- O Estado de S. Paulo
Bolsonaro racha o País e juristas da CPI
separam o que é só grotesco do que é crime do presidente
Ao entrar num avião lotado, sem ter por que
nem para que, o presidente Jair Bolsonaro colheu uma cena e
um momento do Brasil: um grupo estridente ao fundo, gritando “fora, Bolsonaro!”,
“genocida” e “assassino” e um outro, próximo à cabine do piloto, tirando fotos
e reagindo com “mito, mito, mito”. No centro da aeronave, porém, a grande
maioria dos passageiros permaneceu sentada em seus assentos, em silêncio, só
observando.
Mais do que um ato populista, de campanha
antecipada, Bolsonaro fez a papagaiada com um intuito: radicalizar a divisão da
sociedade brasileira, rachar o País entre os dele, que são machos, não usam
máscara, tomam cloroquina e andam de avião e moto, e todos os demais,
“maricas”, de máscaras, que deviam viajar “de jegue”.

→ LISTA DE ATIVIDADES:
1 – Resuma em duas frases o texto sobre a entrada de Bolsonaro num avião lotado.
2 – Retome o texto sobre a entrada de Bolsonaro num avião lotado a partir do ponto em que ele termina.

→ CONJUNTO DE REGISTROS:
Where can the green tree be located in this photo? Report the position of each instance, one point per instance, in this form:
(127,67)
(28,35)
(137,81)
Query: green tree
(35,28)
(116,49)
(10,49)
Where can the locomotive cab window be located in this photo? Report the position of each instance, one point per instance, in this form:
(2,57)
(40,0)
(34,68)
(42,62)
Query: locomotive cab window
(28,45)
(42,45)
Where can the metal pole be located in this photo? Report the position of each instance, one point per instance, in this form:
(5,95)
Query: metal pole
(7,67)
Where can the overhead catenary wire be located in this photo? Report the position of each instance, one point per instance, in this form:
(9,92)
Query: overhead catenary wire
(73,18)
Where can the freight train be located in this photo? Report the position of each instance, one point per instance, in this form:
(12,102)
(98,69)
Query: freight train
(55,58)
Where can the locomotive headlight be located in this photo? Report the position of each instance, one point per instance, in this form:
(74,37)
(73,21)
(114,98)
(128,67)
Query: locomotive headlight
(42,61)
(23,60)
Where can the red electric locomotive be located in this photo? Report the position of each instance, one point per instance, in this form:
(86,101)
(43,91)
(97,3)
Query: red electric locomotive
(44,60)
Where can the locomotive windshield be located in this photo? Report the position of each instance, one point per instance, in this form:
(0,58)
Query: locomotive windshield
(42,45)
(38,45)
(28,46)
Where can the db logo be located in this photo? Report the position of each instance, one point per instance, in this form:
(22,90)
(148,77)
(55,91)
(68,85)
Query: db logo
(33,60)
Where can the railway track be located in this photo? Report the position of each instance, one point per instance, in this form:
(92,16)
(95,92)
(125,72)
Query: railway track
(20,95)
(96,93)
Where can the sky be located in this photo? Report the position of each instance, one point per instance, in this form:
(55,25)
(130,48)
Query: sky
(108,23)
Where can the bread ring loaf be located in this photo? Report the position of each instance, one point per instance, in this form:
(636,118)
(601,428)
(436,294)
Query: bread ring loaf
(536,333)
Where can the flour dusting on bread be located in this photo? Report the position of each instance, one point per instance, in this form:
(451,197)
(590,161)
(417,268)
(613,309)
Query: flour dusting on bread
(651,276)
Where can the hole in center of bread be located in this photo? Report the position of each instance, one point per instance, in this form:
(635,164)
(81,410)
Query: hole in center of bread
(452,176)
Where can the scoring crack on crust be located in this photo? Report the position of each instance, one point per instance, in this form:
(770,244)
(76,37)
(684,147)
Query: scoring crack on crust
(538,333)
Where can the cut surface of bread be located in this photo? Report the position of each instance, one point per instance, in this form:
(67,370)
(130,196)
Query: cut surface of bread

→ RESPOSTAS ESCRITAS:
1 – Ao entrar sem motivo num avião lotado, o presidente Jair Bolsonaro ouviu, de um grupo ao fundo, gritos de "fora, Bolsonaro!", "genocida" e "assassino" e, de outro grupo perto da cabine do piloto, gritos de "mito", enquanto a grande maioria dos passageiros permaneceu sentada e em silêncio. Mais do que um ato populista de campanha antecipada, a cena teve o intuito de radicalizar a divisão da sociedade brasileira entre os apoiadores do presidente e todos os demais, a quem ele chama de "maricas".

2 –
A diferença é que o grupo “dele” é armado: militares, policiais, milícias, civis adoradores de revólveres e tiros, tudo embolado com a velha política e religiões que nadam em dinheiro. Do outro lado, em meio a bandeiras vermelhas, tem de tudo, da esquerda à direita, mas, se houver armas, estão mais para peixeiras do que fuzis.
Só há um ponto comum entre machos e
“maricas”, os do avião e do jegue, os das motos e do juízo, os dos fuzis e das
peixeiras, os da terra plana e da ciência, os da Amazônia e das cinzas, os da
institucionalidade e das sombras, os com máscara e sem máscara: as vacinas! Aí
não tem mito nem ideologia, é botar o braço na mira.
Bolsonaro teve sucesso em tumultuar,
confundir e dividir os cidadãos quanto a isolamento social, máscaras e
cloroquina, na contramão da ciência e do mundo civilizado, mas perdeu
feio quando atirou despudoradamente contra as vacinas.
Pesquisas, filas e declarações de Norte a Sul mostram, sem sombra de dúvidas,
que o brasileiro quer se vacinar. E sabe que este é um... direito.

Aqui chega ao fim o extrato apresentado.